● **Exercise directions**
Extract each line of the data and write it out again exactly.

- - -

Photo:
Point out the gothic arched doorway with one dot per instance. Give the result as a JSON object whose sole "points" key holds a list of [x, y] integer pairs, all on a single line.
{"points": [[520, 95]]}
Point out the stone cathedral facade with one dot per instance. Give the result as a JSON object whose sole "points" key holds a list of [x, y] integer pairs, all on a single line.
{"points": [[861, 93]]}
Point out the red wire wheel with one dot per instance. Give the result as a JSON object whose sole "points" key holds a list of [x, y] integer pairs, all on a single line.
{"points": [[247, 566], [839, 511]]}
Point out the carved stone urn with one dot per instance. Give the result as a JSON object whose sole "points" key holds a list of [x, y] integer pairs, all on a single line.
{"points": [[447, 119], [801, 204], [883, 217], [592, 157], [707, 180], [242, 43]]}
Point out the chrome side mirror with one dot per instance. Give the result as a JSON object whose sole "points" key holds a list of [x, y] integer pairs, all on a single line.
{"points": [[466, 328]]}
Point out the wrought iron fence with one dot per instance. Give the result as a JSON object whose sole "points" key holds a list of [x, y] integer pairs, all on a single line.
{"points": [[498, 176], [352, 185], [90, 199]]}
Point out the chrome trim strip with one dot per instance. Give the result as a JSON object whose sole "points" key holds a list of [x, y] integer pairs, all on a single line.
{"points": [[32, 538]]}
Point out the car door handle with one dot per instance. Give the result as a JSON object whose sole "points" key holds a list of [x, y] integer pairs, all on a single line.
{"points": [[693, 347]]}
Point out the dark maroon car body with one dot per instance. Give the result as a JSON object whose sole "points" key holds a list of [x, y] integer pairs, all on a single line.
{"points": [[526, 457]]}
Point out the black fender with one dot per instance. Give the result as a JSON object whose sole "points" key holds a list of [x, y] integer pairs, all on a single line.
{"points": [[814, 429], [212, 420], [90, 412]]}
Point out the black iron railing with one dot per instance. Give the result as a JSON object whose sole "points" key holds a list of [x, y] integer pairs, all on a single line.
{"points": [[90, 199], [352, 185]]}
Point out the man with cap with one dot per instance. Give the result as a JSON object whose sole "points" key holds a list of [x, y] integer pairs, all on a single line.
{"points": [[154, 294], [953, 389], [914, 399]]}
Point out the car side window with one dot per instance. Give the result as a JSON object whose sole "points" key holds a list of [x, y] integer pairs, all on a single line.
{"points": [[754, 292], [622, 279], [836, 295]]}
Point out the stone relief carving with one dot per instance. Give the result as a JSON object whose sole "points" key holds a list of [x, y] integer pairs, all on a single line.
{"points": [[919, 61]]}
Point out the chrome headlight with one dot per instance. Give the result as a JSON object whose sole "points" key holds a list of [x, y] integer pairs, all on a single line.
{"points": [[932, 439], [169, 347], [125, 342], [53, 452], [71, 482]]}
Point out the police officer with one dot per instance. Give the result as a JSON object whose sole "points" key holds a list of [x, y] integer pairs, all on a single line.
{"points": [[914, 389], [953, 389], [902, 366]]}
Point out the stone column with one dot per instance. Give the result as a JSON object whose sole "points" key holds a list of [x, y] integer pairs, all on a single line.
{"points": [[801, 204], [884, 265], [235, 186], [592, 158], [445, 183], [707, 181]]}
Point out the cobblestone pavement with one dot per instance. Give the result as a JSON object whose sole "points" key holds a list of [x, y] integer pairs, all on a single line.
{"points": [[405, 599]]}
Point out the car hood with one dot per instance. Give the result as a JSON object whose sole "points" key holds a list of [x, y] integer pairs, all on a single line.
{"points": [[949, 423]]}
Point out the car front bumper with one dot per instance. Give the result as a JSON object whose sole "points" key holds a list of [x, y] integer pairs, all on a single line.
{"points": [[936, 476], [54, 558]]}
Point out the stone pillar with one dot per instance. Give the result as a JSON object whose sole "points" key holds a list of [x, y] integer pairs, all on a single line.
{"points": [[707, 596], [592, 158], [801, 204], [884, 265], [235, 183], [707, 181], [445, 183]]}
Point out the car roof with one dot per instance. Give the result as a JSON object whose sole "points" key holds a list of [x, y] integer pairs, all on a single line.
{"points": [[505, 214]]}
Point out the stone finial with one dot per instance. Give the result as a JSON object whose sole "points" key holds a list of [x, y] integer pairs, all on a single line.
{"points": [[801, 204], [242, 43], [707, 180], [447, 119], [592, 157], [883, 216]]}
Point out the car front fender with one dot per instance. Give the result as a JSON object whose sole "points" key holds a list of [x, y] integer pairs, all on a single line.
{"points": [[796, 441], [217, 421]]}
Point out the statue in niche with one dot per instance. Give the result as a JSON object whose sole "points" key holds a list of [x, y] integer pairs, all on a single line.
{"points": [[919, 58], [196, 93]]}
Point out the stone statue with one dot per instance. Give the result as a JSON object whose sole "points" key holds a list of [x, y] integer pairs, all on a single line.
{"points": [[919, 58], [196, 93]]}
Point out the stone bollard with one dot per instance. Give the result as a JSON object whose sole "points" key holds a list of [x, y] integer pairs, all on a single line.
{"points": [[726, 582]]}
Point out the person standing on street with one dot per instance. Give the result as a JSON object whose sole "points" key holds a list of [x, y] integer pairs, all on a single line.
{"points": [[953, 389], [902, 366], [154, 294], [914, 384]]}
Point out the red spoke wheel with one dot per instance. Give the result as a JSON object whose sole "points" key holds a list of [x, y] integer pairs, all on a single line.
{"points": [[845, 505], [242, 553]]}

- - -

● **Written response**
Photo:
Point out the gothic arched doorway with one dot per instance. Give the result as a JSON object whose sole "points" key holds a list of [x, y] integer pairs, all on a single line.
{"points": [[520, 95]]}
Point out the stone cathedral facade with one dot per instance. Give the result as a JSON object whose sole "points" key holds a list of [x, y] integer pairs, all on a single line.
{"points": [[861, 93]]}
Point out the red wire wheel with one dot per instance. Give the result as a JSON object whose sole "points" key holds a list of [x, y] integer pairs, all on a single line.
{"points": [[247, 566], [839, 511]]}
Point out the carved stone urn with one dot per instance. Give the result as a JSON object whose sole "points" key holds a list of [x, y] integer pairs, all on a single line.
{"points": [[447, 119], [801, 204], [883, 217], [592, 157], [707, 180], [242, 43]]}
Point out the chrome side mirror with one dot per instance. Give the result as a JSON object whose sole "points" key holds a list of [x, y] integer pairs, all on a single line.
{"points": [[466, 328]]}
Point out the wrought iron fence with one dot per instance. Give the result as a JSON object whose sole "points" key holds a list of [x, y] integer pairs, all on a single line.
{"points": [[498, 176], [352, 185], [90, 199]]}
Point out the chrome trim strip with one dot per instance. Give the result as a JSON object whose sole "points" key holds a list of [x, y] integer pairs, all on a single line.
{"points": [[32, 538]]}
Point out the car door handle with one dot per instance. Give the result as a JSON object whose sole "points" key holds a list of [x, y] integer pairs, all on a single line.
{"points": [[693, 347]]}
Point out the dark maroon car body with one dot per instance. Give the result as a JSON object whose sole "points" key holds a list of [x, y] integer pairs, all on a single line.
{"points": [[526, 457]]}
Point out the black fender with one dot per instance. Give the result as a JSON object whose sole "points" key holds a list of [x, y] integer pairs, all on a single line.
{"points": [[814, 429], [212, 420], [90, 412]]}
Point out the black iron railing with one dot per instance. Give the result as a JSON object whose sole "points" key holds a list of [x, y] integer pairs, all on a single line.
{"points": [[90, 199], [352, 185]]}
Point out the man with cap with one dot per instance. Give the result as a JSON object whose sole "points" key holds a list of [x, y] integer pairs, all on a single line.
{"points": [[154, 294], [953, 389], [914, 399]]}
Point out the car side window with one dot per instance. Give the result as a JSON object whose sole "points" key holds a list of [x, y] integer pairs, all on a single line.
{"points": [[754, 292], [622, 279], [836, 295]]}
Point out the stone relief carving with one dot per instance. Give the result as a JSON object whose sole "points" key holds a list of [x, y] integer pairs, all on a single line.
{"points": [[919, 61]]}
Point out the chrome headlight with one dot per instance. Give the result as a JSON object whose sole "points" key holds a list of [x, y] integer pairs, all on a single line.
{"points": [[932, 439], [169, 347], [125, 342], [53, 452], [71, 482]]}
Point out the police officer with one dot per instance. Give the result as a JSON object whose sole "points" key holds a list of [x, y] integer pairs, all on a single line.
{"points": [[914, 389], [953, 389], [902, 366]]}
Point out the stone column with one dot per instance. Give the result as a JSON object whose sole "points" key holds a list of [x, y] integer pairs, all on a single line.
{"points": [[801, 204], [884, 265], [235, 186], [592, 158], [445, 183], [707, 181]]}
Point out the cobblestone pavement with one dot per instance. Give the result as a JSON object whose sole "points" key holds a list of [x, y] integer pairs, all on a single line.
{"points": [[405, 599]]}
Point out the car hood with one dot per instance. Give the result as a JSON object whose sole "points" key holds a list of [x, y] integer pairs, all on a single line.
{"points": [[949, 423]]}
Point out the car front bumper with one dot per instance. Give the result as a JSON object whose sole "points" key holds a list of [x, y] integer pairs, all on a single line.
{"points": [[936, 476], [54, 558]]}
Point out the stone pillar with one dot per instance. Give the result as a JSON object whose sole "points" key holds a list of [x, y] integer pairs, all on a single line.
{"points": [[707, 596], [592, 158], [801, 204], [884, 265], [235, 183], [707, 181], [445, 183]]}
Point out the car roof with one dot per instance. Give the result as a JSON object whose sole "points" key holds a list of [x, y] integer pairs, all on a single line.
{"points": [[505, 214]]}
Point out the stone finial with one dot per instance. Give the result as a JSON object whose sole "points" key holds a list of [x, y] integer pairs, all on a single line.
{"points": [[801, 204], [242, 43], [707, 180], [447, 119], [592, 157], [883, 216]]}
Point out the car front fender with one dot per instance. Give the result as a JSON object whose sole "points" key holds a list of [x, y] integer pairs, all on a single line.
{"points": [[796, 441], [217, 421]]}
Point out the statue in niche with one dot per instance. Give the result as a JSON object whose sole "points" key holds a list of [x, y] integer pairs, all on a single line.
{"points": [[919, 58], [196, 93]]}
Point out the stone statue with one dot per instance. Give the result as a JSON object whose sole "points" key holds a list of [x, y] integer pairs, all on a single line.
{"points": [[919, 58], [196, 93]]}
Point out the stone bollard with one dot per instance. Give the result as a JSON object whose sole "points" key holds a list of [x, y] integer pairs, all on a single line.
{"points": [[726, 582]]}
Point out the person standing on street with one dot per instance. Give the result as a JSON object whose sole "points" key holds a list of [x, y] integer pairs, all on a single line.
{"points": [[953, 389], [902, 366], [154, 294], [914, 384]]}
Point out the red spoke wheel with one dot per instance. Give the result as a JSON object whose sole "points" key holds a list of [x, y] integer pairs, all on a single line.
{"points": [[845, 505], [242, 553]]}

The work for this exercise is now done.